[BEGIN]
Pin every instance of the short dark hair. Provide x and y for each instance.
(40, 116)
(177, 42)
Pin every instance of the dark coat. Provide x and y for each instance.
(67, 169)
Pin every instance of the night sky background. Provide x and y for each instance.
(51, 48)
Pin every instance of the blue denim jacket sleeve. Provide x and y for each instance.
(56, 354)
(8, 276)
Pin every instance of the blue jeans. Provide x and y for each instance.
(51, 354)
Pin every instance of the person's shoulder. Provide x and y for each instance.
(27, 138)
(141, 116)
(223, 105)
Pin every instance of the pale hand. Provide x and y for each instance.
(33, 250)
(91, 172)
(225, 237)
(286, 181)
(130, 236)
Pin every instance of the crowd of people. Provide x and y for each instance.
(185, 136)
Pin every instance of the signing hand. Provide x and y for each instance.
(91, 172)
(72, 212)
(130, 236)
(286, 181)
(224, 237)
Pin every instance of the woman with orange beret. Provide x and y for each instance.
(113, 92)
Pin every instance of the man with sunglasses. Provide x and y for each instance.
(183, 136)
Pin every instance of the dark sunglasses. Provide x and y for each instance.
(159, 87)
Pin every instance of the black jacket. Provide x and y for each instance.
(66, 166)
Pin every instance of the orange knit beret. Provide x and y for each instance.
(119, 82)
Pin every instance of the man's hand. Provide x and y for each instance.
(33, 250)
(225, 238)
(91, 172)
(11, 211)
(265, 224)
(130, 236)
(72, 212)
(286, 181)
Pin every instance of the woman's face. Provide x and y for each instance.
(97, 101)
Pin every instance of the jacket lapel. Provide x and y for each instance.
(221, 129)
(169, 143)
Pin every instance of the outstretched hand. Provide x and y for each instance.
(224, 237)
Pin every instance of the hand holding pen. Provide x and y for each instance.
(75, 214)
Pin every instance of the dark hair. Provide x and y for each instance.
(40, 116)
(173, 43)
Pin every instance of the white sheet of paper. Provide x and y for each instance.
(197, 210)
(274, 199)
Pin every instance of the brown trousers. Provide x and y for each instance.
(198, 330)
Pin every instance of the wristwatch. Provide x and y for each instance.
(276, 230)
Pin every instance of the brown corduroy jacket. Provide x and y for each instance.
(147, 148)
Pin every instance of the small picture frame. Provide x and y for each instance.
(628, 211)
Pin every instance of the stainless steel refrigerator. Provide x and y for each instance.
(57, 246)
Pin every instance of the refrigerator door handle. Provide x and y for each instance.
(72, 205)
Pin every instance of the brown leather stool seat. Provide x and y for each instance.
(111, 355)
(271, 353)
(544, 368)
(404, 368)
[END]
Only the lines from the one that contains "Pin every instance of the signing" to the end of the data should be output, exactly as they appear.

Pin every instance of the signing hand. Provide x and y for each instance.
(91, 172)
(72, 212)
(130, 236)
(286, 181)
(224, 237)
Pin every instance of the woman with orange beret. Provide x and y for each instance.
(113, 92)
Pin every instance of the man with sunglasses. Provide x and y for each instance.
(183, 136)
Pin every instance of the dark sunglasses. Provide x and y for each instance.
(159, 87)
Pin every instance of the black jacket. Provide x and y for each instance.
(66, 166)
Pin every instance of the orange knit beret. Provide x and y for each instance.
(119, 82)
Pin every instance of the man's hand. Provide x and y for each instance.
(33, 250)
(225, 238)
(91, 172)
(11, 211)
(265, 224)
(130, 236)
(72, 212)
(286, 181)
Pin every instance of the woman's face. Provide x and y for each instance.
(97, 101)
Pin every instance of the jacket lapel. Provide x and y for each instance.
(221, 129)
(169, 143)
Pin every instance of the outstretched hand. Provide x and y for each instance.
(224, 237)
Pin every instance of the hand holding pen. Provide x and y for each instance.
(75, 214)
Pin every instance of the dark hair. Provide x and y for each instance.
(40, 116)
(173, 43)
Pin every instance of the white sheet of paper. Provide x and y for each instance.
(197, 210)
(274, 199)
Pin every instance of the brown trousers. Provide x and y for each instance.
(198, 330)
Pin every instance of the wristwatch. Provide x and y for each instance.
(276, 230)
Pin every instance of the brown corduroy jacket. Provide x and y for each instance.
(147, 148)
Pin every instance of the small picture frame. Provide x and y for each instance.
(628, 211)
Pin every instance of the stainless steel refrigerator. Provide x and y for each instance.
(57, 246)
Pin every instance of the refrigerator door handle. Provide x and y for each instance.
(72, 205)
Pin every instance of the brown leather stool seat. Provide x and y for each instance.
(111, 355)
(271, 353)
(544, 368)
(404, 368)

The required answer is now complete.